WORK INSTRUCTION:
Across the entries below, tally every line that holds the string "instance" and reply with the number only.

MATERIAL SHOWN:
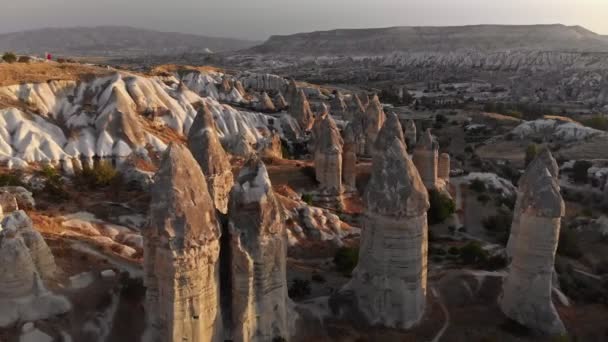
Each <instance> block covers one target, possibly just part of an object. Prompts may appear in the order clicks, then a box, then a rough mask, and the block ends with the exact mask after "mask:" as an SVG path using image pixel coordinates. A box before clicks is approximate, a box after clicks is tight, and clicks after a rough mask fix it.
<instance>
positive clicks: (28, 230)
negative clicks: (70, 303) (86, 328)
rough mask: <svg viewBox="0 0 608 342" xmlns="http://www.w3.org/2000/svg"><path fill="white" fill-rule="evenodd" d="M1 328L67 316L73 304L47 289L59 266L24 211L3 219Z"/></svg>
mask: <svg viewBox="0 0 608 342" xmlns="http://www.w3.org/2000/svg"><path fill="white" fill-rule="evenodd" d="M0 260H2V262H1V263H0V327H8V326H11V325H13V324H15V323H17V322H19V321H36V320H40V319H47V318H50V317H52V316H54V315H58V314H63V313H66V312H68V311H69V310H70V309H71V304H70V302H69V301H68V300H67V299H66V298H64V297H62V296H56V295H54V294H53V293H51V292H50V291H49V290H47V289H46V287H45V286H44V283H43V279H49V278H53V277H54V276H55V275H56V273H57V266H56V265H55V260H54V258H53V254H52V253H51V250H50V249H49V247H48V246H47V244H46V242H45V241H44V239H43V238H42V235H40V233H39V232H38V231H36V230H35V229H34V227H33V225H32V221H31V220H30V218H29V217H28V216H27V215H26V214H25V212H23V211H20V210H18V211H13V212H11V213H9V214H7V215H6V216H5V217H4V218H3V219H2V229H1V230H0Z"/></svg>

ANSWER BELOW:
2